▶ **Excerpted text**
[cabfpub] SHA1 options for payment processors

Ryan Sleevi sleevi at google.com
Thu Mar 10 19:11:47 MST 2016


On Thu, Mar 10, 2016 at 6:00 PM, Dean Coclin <Dean_Coclin at symantec.com>
wrote:
>
>
>
> >>I don’t think I asked for a “guarantee”, only an expression of
> assistance. To date, the communication has been fairly negative which
> doesn’t exude much faith from the requestors.
>

Understanding the scope of the problem, the nature of how the problem came
to be, the nature of what's being requested, and the time frame in which
the process will work are all key facets to determining whether or not an
exception can or should be granted.

Again, I want to reiterate - without public discussion, there can simply be
no exception from our end, and any CA that issues is at risk of action,
including distrust, in order to protect users from that CA.


> But I’m curious what “solution” will be explored given all the information
> I’ve provided. I don’t know what other information you expect to gain by
> talking directly to the end users. The “what, when, why and how” asked in
> the initial email have been answered.
>

They have not. I appreciate your view that it has been, but you can't show
answers to the specific questions enumerated, then it doesn't help
understand either the present situation or how to avoid this.

▶ **Extracted data**
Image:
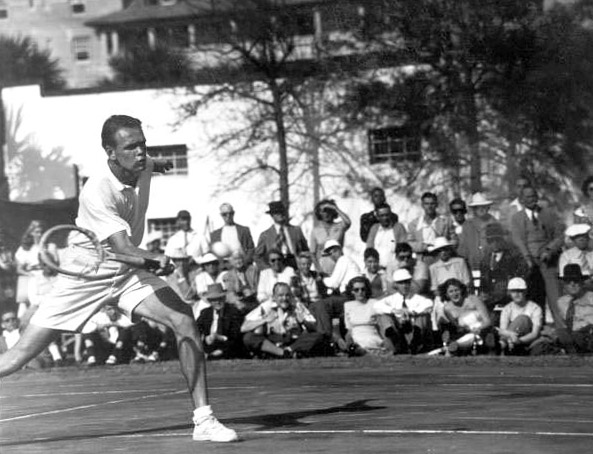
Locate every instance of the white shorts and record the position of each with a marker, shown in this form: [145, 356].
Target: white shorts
[73, 301]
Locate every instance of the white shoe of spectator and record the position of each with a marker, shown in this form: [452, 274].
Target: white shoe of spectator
[111, 361]
[208, 428]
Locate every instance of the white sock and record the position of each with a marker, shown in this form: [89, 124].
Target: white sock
[202, 412]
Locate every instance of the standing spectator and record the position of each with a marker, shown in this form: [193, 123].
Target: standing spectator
[539, 235]
[447, 265]
[307, 284]
[580, 253]
[520, 321]
[575, 330]
[404, 258]
[424, 230]
[326, 228]
[236, 237]
[374, 273]
[458, 211]
[584, 213]
[413, 329]
[242, 281]
[220, 326]
[385, 235]
[27, 263]
[179, 243]
[277, 272]
[501, 262]
[367, 220]
[282, 327]
[472, 240]
[286, 238]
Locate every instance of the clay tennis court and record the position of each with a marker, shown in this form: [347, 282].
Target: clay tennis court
[369, 404]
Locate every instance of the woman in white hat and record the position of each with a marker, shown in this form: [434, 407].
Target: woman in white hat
[520, 320]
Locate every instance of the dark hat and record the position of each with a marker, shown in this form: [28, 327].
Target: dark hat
[572, 272]
[276, 208]
[494, 230]
[183, 214]
[214, 291]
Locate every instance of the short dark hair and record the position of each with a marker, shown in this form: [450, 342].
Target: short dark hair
[403, 247]
[449, 282]
[586, 184]
[429, 195]
[368, 291]
[114, 124]
[371, 252]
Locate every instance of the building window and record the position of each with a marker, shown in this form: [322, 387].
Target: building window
[392, 144]
[167, 226]
[3, 9]
[177, 154]
[78, 6]
[81, 48]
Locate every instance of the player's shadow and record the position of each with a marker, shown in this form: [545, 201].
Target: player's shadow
[264, 422]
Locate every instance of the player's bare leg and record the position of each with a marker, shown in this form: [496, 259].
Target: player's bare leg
[166, 307]
[31, 343]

▶ **What you need to do**
- a) In the SHA1 email, what must take place before any exception can be granted?
- b) Please extend the SHA1 email, picking up right after its last sentence.
The records can be left aside; nothing here depends on them.

▶ **The replies**
- a) Public discussion.

- b)
I welcome and appreciate if parties who are affected can reply to the
specific set of questions posed, but without that, there really is no
further room for discussion.


> All you’re missing is the “who”.   It could be Big Bank of the East or
> Contoso Corp. How does that help determine a solution? Are you saying the
> name of the company will dictate the solution?
>

I think having a party to directly communicate with, rather than a CA who
directly financially benefits, is a reasonable request.

I think it's relevant to the public interest to know specifically which
parties are requesting an exception that places the global Internet at risk.

I think it's relevant to be able to ask follow-up questions to the named
party, rather than through an intermediate who would benefit from
arbitrarily delaying the conversation, is beneficial. For example, WorldPay
was granted by Mozilla because of the exigent circumstances that prevented
any reasonable public discussion or debate. It's certainly reasonable to
expect that future customers may benefit from this. It's hard not to view
the objection to having those parties come forward as, in part, a means of
delaying the opportunity to explore a solution to them until the only
solutions viable are ones that benefit the CA and place users at risk.

I am well aware that this may be seen as "tinfoil hat", but the precise
reason is we're talking about global trust. Transparency is necessary here.
And given that, as it has been in the past with other deprecations, that
it's consistently Symantec approaching the Forum and Browsers for such
exceptions, it's reasonable to need to transparently understand why this
keeps happening to Symantec customers.


> Whatever the solution is, all parties will agree to publish the cert in CT
> and other lists (as previously mandated by Mozilla) so everyone will know
> the domain.  Having said that, I will see what I can do to have a “guest
> speaker” join our call next week as a first step.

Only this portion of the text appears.